> **TASK DIRECTIONS**:
Omit the images, then output each of the records below exactly.

> **SUPPLIED DATA**:

- - - -

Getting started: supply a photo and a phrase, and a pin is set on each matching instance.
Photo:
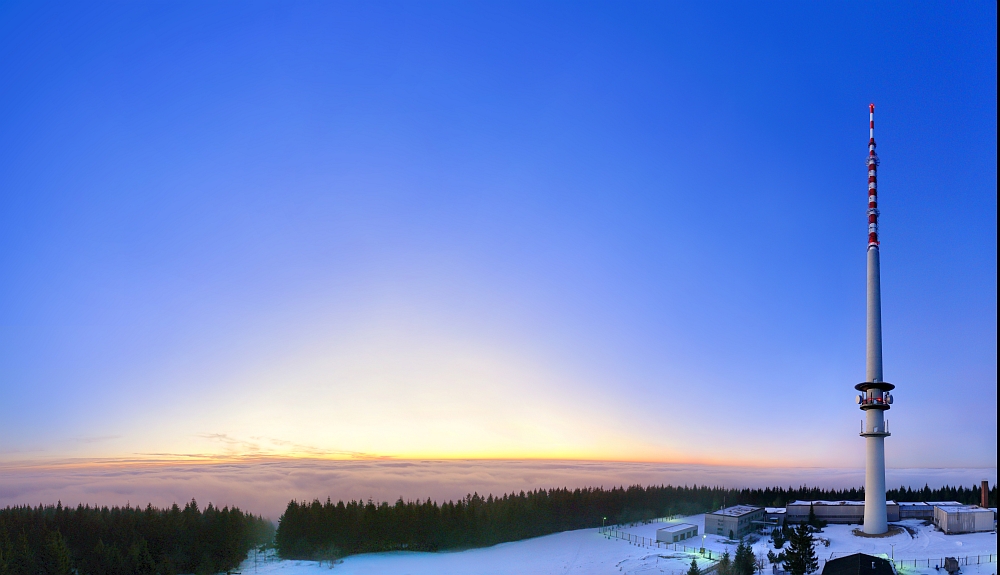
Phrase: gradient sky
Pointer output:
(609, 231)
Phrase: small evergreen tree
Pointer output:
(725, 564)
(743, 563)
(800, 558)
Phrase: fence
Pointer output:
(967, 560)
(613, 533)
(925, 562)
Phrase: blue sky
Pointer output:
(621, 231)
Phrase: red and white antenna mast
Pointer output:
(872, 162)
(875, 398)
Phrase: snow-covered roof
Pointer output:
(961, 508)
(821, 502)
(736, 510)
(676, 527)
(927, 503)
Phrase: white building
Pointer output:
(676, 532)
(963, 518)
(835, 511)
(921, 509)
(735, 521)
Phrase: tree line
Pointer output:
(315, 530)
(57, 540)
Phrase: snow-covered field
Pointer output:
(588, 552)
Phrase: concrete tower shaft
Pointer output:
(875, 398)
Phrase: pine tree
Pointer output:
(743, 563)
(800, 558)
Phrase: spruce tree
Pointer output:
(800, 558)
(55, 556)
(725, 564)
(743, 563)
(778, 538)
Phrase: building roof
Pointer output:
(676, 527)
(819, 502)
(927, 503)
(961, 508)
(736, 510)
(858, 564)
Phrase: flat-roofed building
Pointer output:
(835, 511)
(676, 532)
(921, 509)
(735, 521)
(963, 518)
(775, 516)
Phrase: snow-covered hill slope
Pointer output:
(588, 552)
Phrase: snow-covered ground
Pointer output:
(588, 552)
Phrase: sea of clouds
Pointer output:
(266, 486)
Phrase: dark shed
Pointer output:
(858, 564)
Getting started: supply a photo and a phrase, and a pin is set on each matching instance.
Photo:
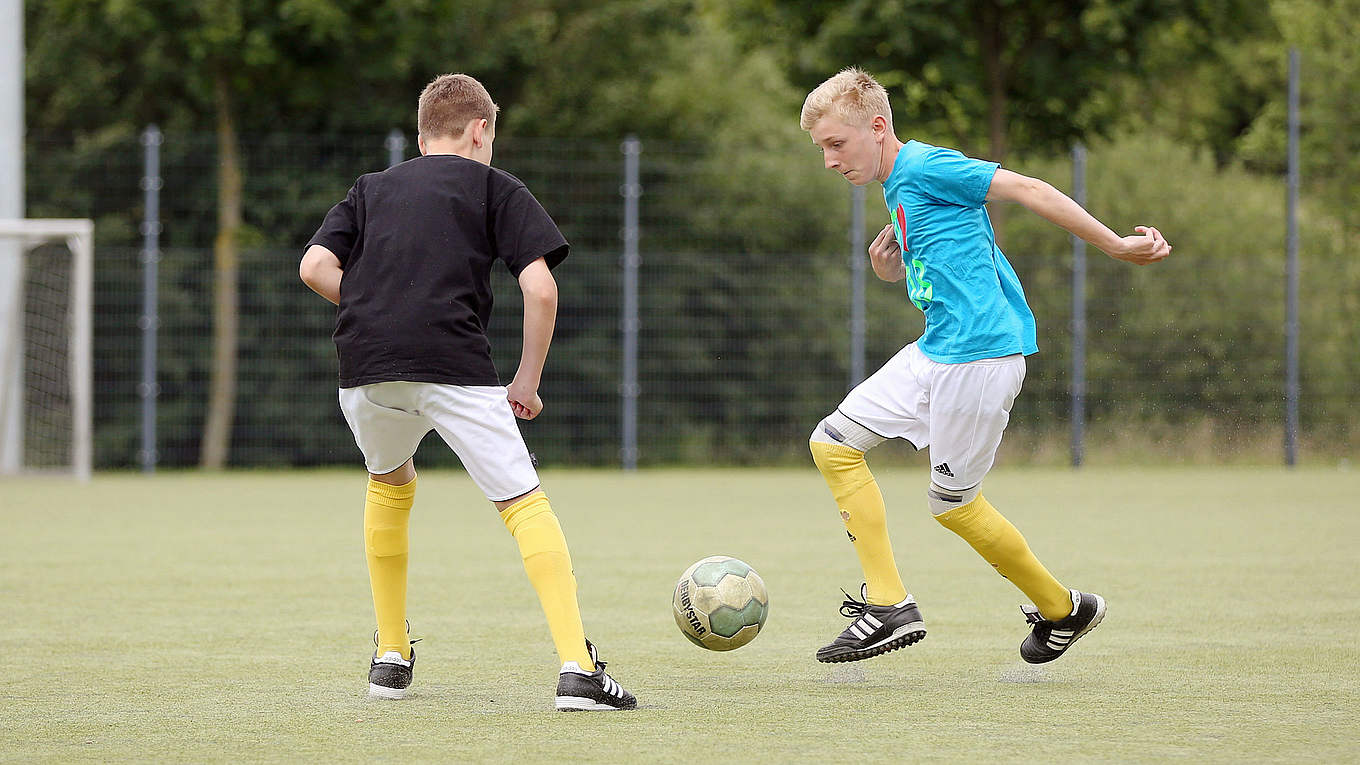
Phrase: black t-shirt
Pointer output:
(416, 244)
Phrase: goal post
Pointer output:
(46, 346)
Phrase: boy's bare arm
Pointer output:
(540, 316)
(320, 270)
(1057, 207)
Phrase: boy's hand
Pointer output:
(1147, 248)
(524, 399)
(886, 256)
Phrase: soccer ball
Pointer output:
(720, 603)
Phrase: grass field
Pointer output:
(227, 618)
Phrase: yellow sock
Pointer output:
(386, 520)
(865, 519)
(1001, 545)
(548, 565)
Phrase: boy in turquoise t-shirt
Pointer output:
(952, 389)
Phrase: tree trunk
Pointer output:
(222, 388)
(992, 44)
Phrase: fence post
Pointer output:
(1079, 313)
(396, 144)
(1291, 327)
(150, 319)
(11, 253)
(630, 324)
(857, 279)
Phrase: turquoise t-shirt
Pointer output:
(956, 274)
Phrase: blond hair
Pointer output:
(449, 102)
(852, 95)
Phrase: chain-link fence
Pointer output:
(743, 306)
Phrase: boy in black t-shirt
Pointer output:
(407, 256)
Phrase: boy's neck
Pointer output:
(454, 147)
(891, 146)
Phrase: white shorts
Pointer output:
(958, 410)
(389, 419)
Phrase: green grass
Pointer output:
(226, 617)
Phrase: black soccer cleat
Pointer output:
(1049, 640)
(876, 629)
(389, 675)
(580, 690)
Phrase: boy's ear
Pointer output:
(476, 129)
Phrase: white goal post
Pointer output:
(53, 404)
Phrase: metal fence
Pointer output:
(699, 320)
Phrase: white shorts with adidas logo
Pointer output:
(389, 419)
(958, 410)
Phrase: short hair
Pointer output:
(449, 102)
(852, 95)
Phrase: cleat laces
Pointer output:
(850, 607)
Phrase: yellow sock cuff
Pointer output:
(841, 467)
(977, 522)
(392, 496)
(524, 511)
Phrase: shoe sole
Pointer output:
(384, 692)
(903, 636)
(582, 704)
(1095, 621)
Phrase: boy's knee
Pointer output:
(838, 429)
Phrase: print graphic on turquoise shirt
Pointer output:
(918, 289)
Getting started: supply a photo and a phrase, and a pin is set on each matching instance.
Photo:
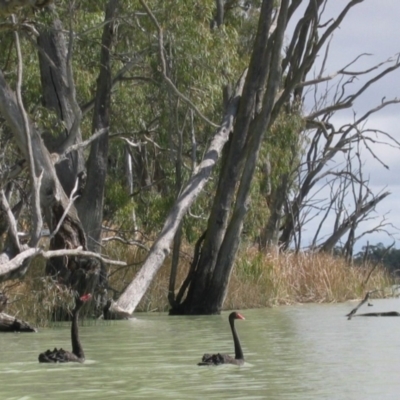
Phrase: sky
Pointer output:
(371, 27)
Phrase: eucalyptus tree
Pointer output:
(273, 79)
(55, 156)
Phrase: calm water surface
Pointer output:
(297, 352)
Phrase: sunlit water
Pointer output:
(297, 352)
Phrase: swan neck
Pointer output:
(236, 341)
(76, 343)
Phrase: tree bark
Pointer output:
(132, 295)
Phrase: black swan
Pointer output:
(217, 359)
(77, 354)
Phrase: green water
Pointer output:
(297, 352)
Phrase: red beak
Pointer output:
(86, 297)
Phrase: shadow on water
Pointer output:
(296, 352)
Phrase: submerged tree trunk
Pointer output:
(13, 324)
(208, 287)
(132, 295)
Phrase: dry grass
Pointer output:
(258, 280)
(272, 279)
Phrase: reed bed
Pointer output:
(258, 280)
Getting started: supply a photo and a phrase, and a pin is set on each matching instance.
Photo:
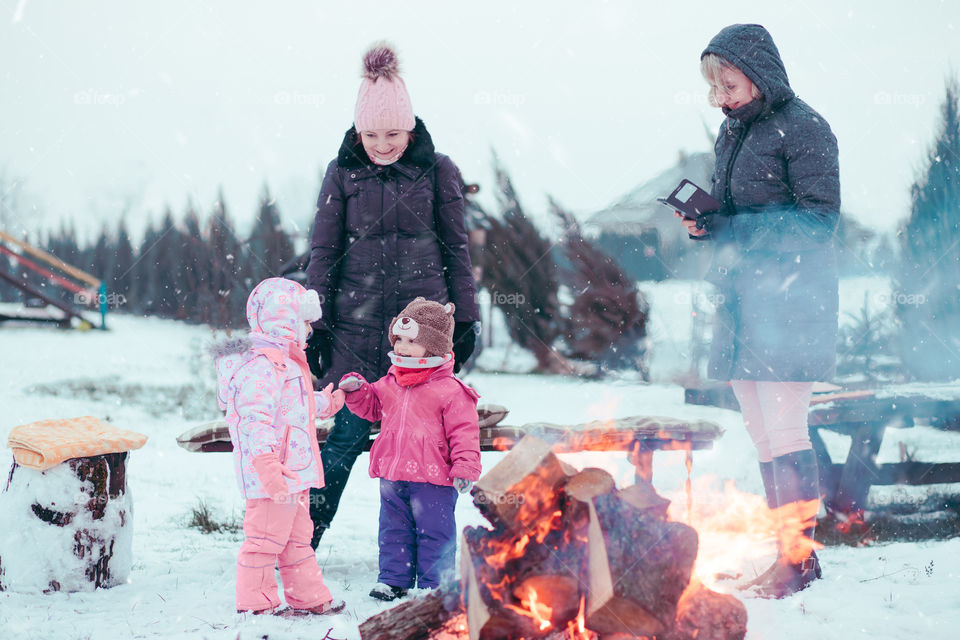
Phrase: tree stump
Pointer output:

- - - -

> **ANSWER**:
Getting started: supply a photo and a phrase, and a pin is set on each matching instance.
Photo:
Phrase: gradient sky
Pointer output:
(609, 231)
Phrase: small evergreen tree
Pointer output:
(725, 564)
(743, 563)
(800, 558)
Phrase: fence
Pointer output:
(967, 560)
(613, 533)
(925, 562)
Phrase: blue sky
Pointer output:
(621, 231)
Phrase: red and white antenna mast
Pointer output:
(872, 162)
(875, 398)
Phrase: snow-covered roof
Pointer output:
(961, 508)
(821, 502)
(736, 510)
(676, 527)
(927, 503)
Phrase: white building
Pointer output:
(676, 532)
(963, 518)
(835, 511)
(921, 509)
(735, 521)
Phrase: tree line
Pointer output:
(315, 530)
(57, 540)
Phrase: snow-covered field
Pointer output:
(588, 552)
Phrase: concrete tower shaft
Pointer output:
(875, 398)
Phrase: pine tree
Pointer output:
(743, 563)
(800, 558)
Phrase: spruce tree
Pointer output:
(800, 558)
(55, 556)
(725, 564)
(743, 563)
(778, 538)
Phrase: building roof
Pointer output:
(676, 527)
(819, 502)
(927, 503)
(961, 508)
(736, 510)
(858, 564)
Phrase: flat-roofed building
Pointer output:
(835, 511)
(676, 532)
(921, 509)
(735, 521)
(963, 518)
(775, 516)
Phrase: snow-covered hill slope
Pointer output:
(588, 552)
Phrase: snow-covered ground
Pointer output:
(588, 552)
Phrase: sea of clouds
Pointer output:
(266, 486)
Phrase: dark shed
Pointer output:
(858, 564)
Getting started: supply a photo and a phrase, and a pin is set on each matching instance.
Photo:
Phrase: black t-shirt
Pointer output:
(416, 244)
Phrase: goal post
Pointer output:
(46, 346)
Phrase: boy's bare arm
Pointer output:
(540, 316)
(320, 270)
(1057, 207)
Phrase: boy's hand
Pointer output:
(1147, 248)
(524, 399)
(886, 256)
Phrase: soccer ball
Pointer output:
(720, 603)
Phrase: grass field
Pointer output:
(227, 618)
Phrase: yellow sock
Pointer output:
(386, 520)
(865, 519)
(1001, 545)
(548, 565)
Phrase: boy in turquoise t-shirt
Pointer output:
(952, 389)
Phrase: tree trunk
Pointer output:
(222, 388)
(992, 44)
Phrase: fence post
Pointer output:
(1079, 313)
(396, 144)
(1291, 327)
(150, 319)
(11, 253)
(630, 324)
(857, 279)
Phrase: turquoise t-shirt
Pointer output:
(956, 274)
Phrase: blond hair
Pointer output:
(449, 102)
(852, 95)
Phrase: chain-link fence
Pointer output:
(743, 306)
Phrase: boy in black t-shirt
Pointer output:
(407, 256)
Phrase: boy's neck
Pointer output:
(454, 147)
(891, 146)
Phrase: white shorts
Pointer output:
(958, 410)
(389, 419)
Phrase: green grass
Pointer output:
(226, 617)
Phrase: black soccer cleat
Pointer output:
(1049, 640)
(876, 629)
(389, 675)
(580, 690)
Phrase: boy's ear
Pointer output:
(476, 129)
Phrase: white goal post
Pointer output:
(53, 404)
Phrase: metal fence
Pointer output:
(699, 320)
Phrase: white shorts with adidas logo
Pointer output:
(389, 419)
(958, 410)
Phrase: short hair
Pointer output:
(449, 102)
(852, 95)
Phrase: cleat laces
Pointer output:
(850, 607)
Phrase: yellow sock cuff
Pointer output:
(841, 467)
(977, 522)
(392, 496)
(524, 511)
Phrase: shoe sole
Pointer output:
(384, 692)
(903, 636)
(582, 704)
(1095, 621)
Phrase: boy's knee
Pointer output:
(838, 429)
Phrase: print graphic on turquoise shirt
Pointer output:
(918, 289)
Getting started: supply a photo and a phrase, and a pin is set on each matching instance.
Photo:
Phrase: sky
Pointer output:
(371, 27)
Phrase: eucalyptus tree
Pointer output:
(273, 79)
(55, 156)
Phrase: calm water surface
Pointer output:
(297, 352)
Phrase: sunlit water
Pointer output:
(297, 352)
Phrase: swan neck
Pointer output:
(236, 341)
(76, 343)
Phrase: tree bark
Pointer output:
(132, 295)
Phrase: black swan
Pointer output:
(217, 359)
(77, 354)
Phrase: green water
Pointer output:
(297, 352)
Phrase: red beak
Pointer output:
(86, 297)
Phrase: shadow on water
Pointer output:
(296, 352)
Phrase: submerged tree trunk
Pointer output:
(13, 324)
(208, 287)
(132, 295)
Phrase: dry grass
Pointer output:
(258, 280)
(272, 279)
Phrase: reed bed
Pointer output:
(258, 280)
Getting started: supply a photo and a phrase, and a pin is set on each matching instance.
Photo:
Phrase: tree stump
Pointer output:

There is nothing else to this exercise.